Extract provided.
Taking the annotation of L. excelsa as a reference, MVISTA was carried out with the cp genome sequences of 22 Lythraceae species. After the 22 cp genomes were pair wise compared, we found that the similarity between the sequences was rather high. From Fig. 2, it is apparent that the 14 Lagerstroemia species are separated from the eight other Lythraceae species. The divergence among the 14 Lagerstroemia species was low. The LSC and SSC regions had more variation than the IR regions, and the noncoding regions had greater differentiation than the coding regions. Some regions contained more variation, such as ndhF, ndhH, matK, ycf2, rpl22, accD, rpoB, rbcL, psbK among the coding genes and psbM-trnD, trnI-trnA, ndhF-rp132, rp132-trnL, ndhD-psaC, atpA-atpF, trnI-GAU intron, trnK-rps16, trnH-psbA among the intergenic regions (Fig. 2). Similar divergence levels were measured for these regions previously [32, 33].

Fig. 2
figure 2

Sequence alignment of whole chloroplast genomes using the Shuffle LAGAN alignment algorithm in mVISTA. Lagerstroemia fauriei was chosen to be the reference genome. The vertical scale indicates the percentage of identity, ranging from 50 to 100%

Compared to the LSC and SSC regions of the 22 cp genomes, the IR regions were most conserved in terms of the sequence and number of genes. However, large variations also existed in connections between the IR, LSC and SSC regions. Inversion and translocation were not detected in the compared genomes. IR amplification and contraction were the main reasons for the difference in the size of these 22 cp genomes.

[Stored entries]

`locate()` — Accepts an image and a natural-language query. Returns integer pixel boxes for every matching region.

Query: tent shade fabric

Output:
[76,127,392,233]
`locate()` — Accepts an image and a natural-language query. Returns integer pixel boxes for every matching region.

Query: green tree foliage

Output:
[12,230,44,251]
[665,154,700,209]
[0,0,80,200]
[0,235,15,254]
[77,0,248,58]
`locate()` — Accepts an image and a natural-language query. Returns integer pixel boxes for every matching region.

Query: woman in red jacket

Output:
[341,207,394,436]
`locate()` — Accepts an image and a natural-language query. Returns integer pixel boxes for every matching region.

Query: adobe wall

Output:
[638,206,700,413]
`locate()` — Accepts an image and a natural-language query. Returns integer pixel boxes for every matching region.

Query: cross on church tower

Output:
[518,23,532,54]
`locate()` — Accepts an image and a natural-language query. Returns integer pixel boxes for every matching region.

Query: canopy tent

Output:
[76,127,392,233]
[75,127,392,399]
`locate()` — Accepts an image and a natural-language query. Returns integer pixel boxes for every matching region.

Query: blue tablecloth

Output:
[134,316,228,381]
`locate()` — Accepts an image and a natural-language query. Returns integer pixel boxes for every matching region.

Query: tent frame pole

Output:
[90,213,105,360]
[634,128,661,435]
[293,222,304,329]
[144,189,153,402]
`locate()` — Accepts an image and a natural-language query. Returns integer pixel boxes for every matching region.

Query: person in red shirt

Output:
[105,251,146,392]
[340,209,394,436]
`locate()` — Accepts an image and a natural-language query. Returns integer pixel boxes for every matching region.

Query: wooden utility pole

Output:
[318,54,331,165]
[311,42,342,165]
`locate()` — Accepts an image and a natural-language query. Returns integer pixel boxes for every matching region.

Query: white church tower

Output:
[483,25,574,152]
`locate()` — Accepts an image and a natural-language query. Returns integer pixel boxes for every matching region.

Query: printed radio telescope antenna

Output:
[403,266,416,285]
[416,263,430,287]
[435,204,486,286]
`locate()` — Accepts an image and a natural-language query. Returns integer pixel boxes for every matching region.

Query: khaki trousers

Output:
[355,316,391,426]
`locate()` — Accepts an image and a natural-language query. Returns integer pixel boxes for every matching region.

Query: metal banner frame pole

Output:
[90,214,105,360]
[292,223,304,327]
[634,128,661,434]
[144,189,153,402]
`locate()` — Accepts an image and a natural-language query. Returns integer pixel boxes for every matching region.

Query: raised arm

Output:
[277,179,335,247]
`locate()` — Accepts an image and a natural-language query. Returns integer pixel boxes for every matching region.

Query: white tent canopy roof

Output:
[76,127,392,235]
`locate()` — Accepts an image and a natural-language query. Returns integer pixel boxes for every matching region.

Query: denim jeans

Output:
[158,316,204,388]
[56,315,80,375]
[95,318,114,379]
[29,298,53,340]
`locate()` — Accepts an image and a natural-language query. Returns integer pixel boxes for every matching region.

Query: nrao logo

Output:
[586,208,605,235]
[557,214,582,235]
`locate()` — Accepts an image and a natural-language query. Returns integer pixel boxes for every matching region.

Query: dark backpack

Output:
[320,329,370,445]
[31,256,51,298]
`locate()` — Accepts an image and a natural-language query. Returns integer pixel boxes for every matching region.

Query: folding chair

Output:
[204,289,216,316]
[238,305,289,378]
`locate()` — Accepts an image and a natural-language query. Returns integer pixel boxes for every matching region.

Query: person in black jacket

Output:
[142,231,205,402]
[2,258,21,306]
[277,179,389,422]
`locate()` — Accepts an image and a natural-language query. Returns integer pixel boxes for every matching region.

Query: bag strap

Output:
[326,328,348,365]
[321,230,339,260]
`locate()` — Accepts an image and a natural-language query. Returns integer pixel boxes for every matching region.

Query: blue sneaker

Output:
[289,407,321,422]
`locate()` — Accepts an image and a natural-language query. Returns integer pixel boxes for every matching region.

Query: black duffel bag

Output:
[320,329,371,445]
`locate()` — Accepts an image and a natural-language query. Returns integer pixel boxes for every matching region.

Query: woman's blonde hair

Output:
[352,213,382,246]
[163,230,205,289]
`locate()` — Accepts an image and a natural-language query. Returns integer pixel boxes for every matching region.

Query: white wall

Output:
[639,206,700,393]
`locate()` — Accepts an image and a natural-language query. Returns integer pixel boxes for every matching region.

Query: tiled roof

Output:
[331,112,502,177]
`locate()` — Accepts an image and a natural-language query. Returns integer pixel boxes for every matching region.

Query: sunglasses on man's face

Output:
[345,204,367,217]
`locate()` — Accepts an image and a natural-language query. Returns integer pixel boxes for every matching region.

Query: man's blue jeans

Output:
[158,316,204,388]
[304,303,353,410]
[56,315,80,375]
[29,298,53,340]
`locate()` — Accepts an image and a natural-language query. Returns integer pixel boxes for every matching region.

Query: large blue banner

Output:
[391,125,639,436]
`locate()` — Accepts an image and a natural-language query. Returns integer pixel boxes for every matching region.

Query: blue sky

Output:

Exercises.
**1.** Extract the section of the passage on Lythraceae chloroplast genomes that runs from "Sequence alignment of" to "22 cp genomes.".
**2.** Carry the passage on Lythraceae chloroplast genomes forward from its final sentence.
The material stands apart from the passage on Lythraceae chloroplast genomes.

Set of answers.
**1.**
Sequence alignment of whole chloroplast genomes using the Shuffle LAGAN alignment algorithm in mVISTA. Lagerstroemia fauriei was chosen to be the reference genome. The vertical scale indicates the percentage of identity, ranging from 50 to 100%

Compared to the LSC and SSC regions of the 22 cp genomes, the IR regions were most conserved in terms of the sequence and number of genes. However, large variations also existed in connections between the IR, LSC and SSC regions. Inversion and translocation were not detected in the compared genomes. IR amplification and contraction were the main reasons for the difference in the size of these 22 cp genomes.

**2.**
Significant differences in evolutionary rates were present among the genes across the 22 Lythraceae species analyzed. Overall, the mean Ka/Ks were less than 0.5 for most genes (92.21%). 17 genes showed Ka/Ks higher than 1 for at least one species. Among the 17 genes, seven genes (rbcL, psbJ, rpl2, rpl20, rpl23, ccsA and ycf4) presented these high rates for at least 15 species. The results showed that the seven genes may be under positive selection. Seven genes associated with photosynthesis (psbN, psbI, psaC, atpH, petD, psbD and psbM) showed the lowest rates of evolution (mean Ka/Ks = 0 to 0.0057), and showed uniform rates in most species evaluated. The Ka/Ks of psbN, psbI, psaC and atpH were 0 because there were no non-synonymous substitutions (Additional file 3: Table S3).

In order to detect a possible evolutionary rate acceleration in particular phylogenetic branches, We analyzed three genes with most variable Ka/Ks, namely rpl23 (large subunit of ribosome), rbcL (large subunit of rubisco) and ycf4 (genes of unknown function). Since the Ka/Ks in comparison among 14 Lagerstroemia species were almost 0, we compared the Ka/Ks at rpl23, rbcL and ycf4 in comparison of 14 Lagerstroemia species and the remaining eight Lythraceae species. For the rpl23 gene, the Ka/Ks ranged from 0.891 to 1.8077 except for the comparison with D. grandiflora. There was no non-synonymous substitution between Lagerstroemia species and D. grandiflora in addition to L. excelsa. As seen in the phylogenetic tree, the relationship between the D. grandiflora and the 14 Lagerstroemia species was closer than the other seven Lythraceae species. For the rbcL gene, the Ka/Ks ranged from 0.1119 to 0.3849, which may be due to a low Ks value (0.0046–0.0177). For the ycf4 gene, in addition to the comparison with W. fruticosa (2.4259–2.8340), the ratio of Lagerstroemia species and other seven Lythraceae species ranged from 0.0305 to 0.8758. The result showed that the rpl23 gene evolved faster than rbcL and ycf4. The Ka/Ks for the three genes of clade L. intermis-R. rotundifolia were invalid due to the Ks was 0. The Ka/Ks for the ycf4 and rbcL of clade P. granatum-W. fruticosa were 0.04 and 2.205, for rpl23 was invalid (Additional file 3: Table S3).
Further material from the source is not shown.